Dataset items:
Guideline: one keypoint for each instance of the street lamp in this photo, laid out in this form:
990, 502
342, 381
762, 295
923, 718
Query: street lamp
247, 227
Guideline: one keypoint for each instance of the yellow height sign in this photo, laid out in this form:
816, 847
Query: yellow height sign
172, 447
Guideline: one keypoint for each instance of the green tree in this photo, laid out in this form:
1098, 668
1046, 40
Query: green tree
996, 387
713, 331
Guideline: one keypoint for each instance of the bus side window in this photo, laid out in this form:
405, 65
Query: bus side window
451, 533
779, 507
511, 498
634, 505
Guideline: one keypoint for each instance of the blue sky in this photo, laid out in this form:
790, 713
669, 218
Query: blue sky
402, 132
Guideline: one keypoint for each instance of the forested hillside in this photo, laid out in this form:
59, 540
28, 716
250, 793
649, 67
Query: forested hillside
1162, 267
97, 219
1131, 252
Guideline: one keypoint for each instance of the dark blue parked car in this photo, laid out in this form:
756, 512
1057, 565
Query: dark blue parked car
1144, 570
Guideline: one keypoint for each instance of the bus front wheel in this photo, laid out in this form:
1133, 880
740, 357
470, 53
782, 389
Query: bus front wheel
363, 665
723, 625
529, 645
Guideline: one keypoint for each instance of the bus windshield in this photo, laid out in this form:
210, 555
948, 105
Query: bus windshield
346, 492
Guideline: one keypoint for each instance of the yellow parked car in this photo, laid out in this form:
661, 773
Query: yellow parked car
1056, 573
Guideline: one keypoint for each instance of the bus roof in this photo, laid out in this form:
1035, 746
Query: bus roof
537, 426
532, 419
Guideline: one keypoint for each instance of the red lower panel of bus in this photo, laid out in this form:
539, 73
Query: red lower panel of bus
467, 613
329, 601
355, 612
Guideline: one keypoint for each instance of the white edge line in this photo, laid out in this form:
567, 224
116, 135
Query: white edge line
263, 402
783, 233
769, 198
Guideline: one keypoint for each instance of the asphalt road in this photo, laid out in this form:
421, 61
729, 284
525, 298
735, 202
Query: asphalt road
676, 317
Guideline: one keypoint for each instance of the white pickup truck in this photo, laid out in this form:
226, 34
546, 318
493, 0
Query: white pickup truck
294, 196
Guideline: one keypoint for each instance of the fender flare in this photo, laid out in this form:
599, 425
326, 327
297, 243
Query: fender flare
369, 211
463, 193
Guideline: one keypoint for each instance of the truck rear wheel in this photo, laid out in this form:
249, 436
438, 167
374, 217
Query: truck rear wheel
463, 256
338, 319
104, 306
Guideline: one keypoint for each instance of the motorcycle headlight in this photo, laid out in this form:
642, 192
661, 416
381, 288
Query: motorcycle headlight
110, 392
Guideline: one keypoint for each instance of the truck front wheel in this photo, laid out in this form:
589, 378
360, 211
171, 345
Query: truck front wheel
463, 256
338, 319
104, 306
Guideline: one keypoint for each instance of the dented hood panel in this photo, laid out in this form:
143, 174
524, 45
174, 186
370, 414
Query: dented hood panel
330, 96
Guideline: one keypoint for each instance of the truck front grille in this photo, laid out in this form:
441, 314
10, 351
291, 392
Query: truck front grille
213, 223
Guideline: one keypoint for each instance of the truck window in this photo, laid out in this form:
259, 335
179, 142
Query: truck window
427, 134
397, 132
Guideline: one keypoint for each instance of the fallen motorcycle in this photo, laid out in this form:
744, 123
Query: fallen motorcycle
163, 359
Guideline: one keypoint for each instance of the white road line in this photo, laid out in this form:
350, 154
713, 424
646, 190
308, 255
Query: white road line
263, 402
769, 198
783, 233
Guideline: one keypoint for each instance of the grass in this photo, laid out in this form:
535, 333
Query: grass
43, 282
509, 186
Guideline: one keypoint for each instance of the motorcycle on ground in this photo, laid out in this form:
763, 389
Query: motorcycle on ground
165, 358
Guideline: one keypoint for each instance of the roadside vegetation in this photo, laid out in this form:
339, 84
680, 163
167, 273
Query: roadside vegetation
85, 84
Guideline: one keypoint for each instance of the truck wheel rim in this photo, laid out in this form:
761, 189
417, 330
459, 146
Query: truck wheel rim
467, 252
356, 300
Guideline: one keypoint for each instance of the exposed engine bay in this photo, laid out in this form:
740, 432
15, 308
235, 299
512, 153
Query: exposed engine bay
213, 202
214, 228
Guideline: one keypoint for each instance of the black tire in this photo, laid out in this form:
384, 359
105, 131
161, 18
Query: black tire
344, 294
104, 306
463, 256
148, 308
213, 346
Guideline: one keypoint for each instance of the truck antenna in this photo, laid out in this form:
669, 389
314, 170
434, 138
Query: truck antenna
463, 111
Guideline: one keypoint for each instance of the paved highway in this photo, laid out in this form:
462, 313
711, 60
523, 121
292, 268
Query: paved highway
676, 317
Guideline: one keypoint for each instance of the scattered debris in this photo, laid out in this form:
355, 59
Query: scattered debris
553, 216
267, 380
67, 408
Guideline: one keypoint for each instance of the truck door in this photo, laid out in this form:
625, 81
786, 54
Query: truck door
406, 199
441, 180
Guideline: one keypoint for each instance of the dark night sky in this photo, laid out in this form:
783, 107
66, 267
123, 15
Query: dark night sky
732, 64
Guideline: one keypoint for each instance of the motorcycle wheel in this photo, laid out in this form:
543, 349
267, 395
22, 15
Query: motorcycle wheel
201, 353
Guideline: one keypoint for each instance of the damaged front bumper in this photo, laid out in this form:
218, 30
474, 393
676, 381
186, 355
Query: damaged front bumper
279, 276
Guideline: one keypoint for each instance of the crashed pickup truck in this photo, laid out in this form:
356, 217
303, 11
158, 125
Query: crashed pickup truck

## Goal of the exercise
The data should be printed again exactly, line for line.

## Exercise output
Guideline: one keypoint for each instance of the street lamp in this photo, laid out in this form:
990, 502
342, 381
762, 295
923, 718
Query: street lamp
247, 227
Guideline: one keypoint for each instance of the yellow height sign in this photo, laid out in this form:
816, 847
Query: yellow height sign
172, 447
Guideline: one keypoint for each instance of the green tree in this photo, laid out in this form:
1098, 668
1046, 40
Query: green tree
996, 387
713, 331
Guideline: one keypoint for each instance of the bus side window in this photo, laid out in this form:
405, 65
Query: bus side window
451, 533
779, 507
511, 498
634, 505
Guideline: one keypoint for each instance of the blue sky in this photo, laid out in this form:
790, 713
669, 218
Query: blue sky
402, 132
Guideline: one keypoint for each instance of the forested hillside in this photo, laid out in this form:
59, 540
28, 716
250, 793
649, 67
Query: forested hillside
1162, 267
97, 219
1131, 252
Guideline: one keypoint for each instance of the dark blue parked car in this photo, laid out in this form:
756, 512
1057, 565
Query: dark blue parked car
1144, 570
Guideline: one keypoint for each instance of the bus front wheel in this photo, laid out in this form:
1133, 880
740, 357
470, 53
782, 389
Query: bus front wheel
363, 665
723, 625
529, 645
Guideline: one keypoint for each instance of the bus windshield in this photo, laid out in this form:
210, 555
948, 105
Query: bus windshield
346, 492
Guideline: one keypoint for each instance of the yellow parked car in this photo, laid out in this form:
661, 773
Query: yellow parked car
1056, 573
Guideline: one keypoint for each instance of the bus roof in this photo, laid out in this form:
1035, 746
Query: bus roof
537, 426
532, 419
Guideline: one keypoint for each instance of the red lower panel of bus in this photo, laid out in this form:
539, 73
Query: red lower panel of bus
467, 613
329, 601
355, 612
Guideline: one keypoint for each instance of the white edge line in this photo, laid out in this form:
567, 224
116, 135
Query: white edge line
263, 402
783, 233
769, 198
Guideline: one keypoint for each instance of the asphalt road in this photo, laid out in this form:
421, 61
729, 284
525, 298
735, 202
Query: asphalt road
676, 317
Guideline: one keypoint for each instance of the white pickup truck in this photo, laid out in this form:
226, 34
546, 318
493, 0
Query: white pickup truck
294, 196
Guideline: one keypoint for each instance of the fender flare in this photo, laid out in this form:
599, 425
326, 327
297, 243
Query: fender flare
369, 211
463, 193
Guideline: one keypoint for each instance of the truck rear wheel in this photo, laid out in this form:
249, 436
438, 167
374, 217
Query: truck rear wheel
463, 256
338, 319
104, 306
Guideline: one keypoint for each instance of the motorcycle headlight in this photo, laid out in this form:
642, 192
661, 416
381, 288
Query: motorcycle headlight
110, 392
Guideline: one keypoint for each instance of the truck front wheel in this photo, laid out in this form:
589, 378
360, 211
171, 345
Query: truck front wheel
463, 256
338, 319
104, 306
Guideline: one keypoint for each instance of the dented hood panel in this photo, laid out in this form:
143, 174
524, 45
174, 186
370, 414
Query: dented hood panel
330, 96
Guideline: one keypoint for each instance of the truck front grille in this photo, laid out in this form:
441, 314
10, 351
291, 392
Query: truck front grille
213, 223
Guideline: one keypoint for each instance of the truck window in this photo, laid out in this form:
259, 335
179, 142
Query: truck window
427, 134
397, 132
Guideline: one keypoint for each instance of the fallen motorcycle in this photo, laid out in this form:
744, 123
Query: fallen motorcycle
163, 359
Guideline: one keypoint for each instance of the white road line in this photo, laid out in this form:
350, 154
713, 424
646, 190
308, 255
Query: white road line
263, 402
769, 198
783, 233
Guideline: one keypoint for each instance of the grass in this photo, laid out in this form:
535, 333
Query: grass
43, 282
509, 186
Guideline: one keypoint for each instance of the motorcycle on ground in this photo, laid out in this form:
763, 389
Query: motorcycle on ground
165, 358
Guideline: one keypoint for each instance of the roadside vegetation in this photo, laid out in this form:
339, 84
680, 163
167, 273
Query: roadside vegetation
85, 84
Guideline: one keypoint for each instance of the truck wheel rim in this photo, laid out in this form:
761, 189
417, 330
459, 146
Query: truck wheel rim
467, 252
356, 300
Guideline: one keypoint for each instance of the exposed engine bay in this photo, laid out in this form:
740, 432
15, 308
235, 299
512, 153
Query: exposed engine bay
213, 202
214, 228
Guideline: one keypoint for each instance of the black tire in this photo, laid out in this form:
384, 359
105, 131
161, 18
Query: black tire
344, 294
104, 306
463, 256
148, 308
213, 346
Guideline: one keypoint for each instance of the truck antenna in this photo, laid out in this form:
669, 389
314, 170
434, 138
Query: truck antenna
463, 111
Guideline: one keypoint for each instance of the paved highway in this photo, laid out in this form:
462, 313
711, 60
523, 121
292, 268
Query: paved highway
676, 317
Guideline: one keypoint for each instance of the scattered debris in this photo, laid out in this form:
355, 59
Query: scattered debris
553, 216
267, 380
67, 408
Guideline: one keypoint for each instance of the truck door in this photo, laid out in this form:
625, 81
786, 54
Query: truck door
406, 199
441, 180
Guideline: one keypoint for each instance of the dark night sky in this photo, laid out in this form:
783, 107
66, 267
123, 15
Query: dark night sky
732, 64
Guideline: one keypoint for each instance of the motorcycle wheel in this photo, laid out in this form:
543, 349
267, 395
22, 15
Query: motorcycle wheel
201, 353
Guideline: one keypoint for each instance of the damaged front bumper in this photo, laid out in this form:
218, 30
474, 393
676, 381
186, 355
Query: damaged front bumper
279, 276
Guideline: one keypoint for each instance of the crashed pickup truck in this photo, laid out in this form:
356, 217
303, 11
158, 125
Query: crashed pickup truck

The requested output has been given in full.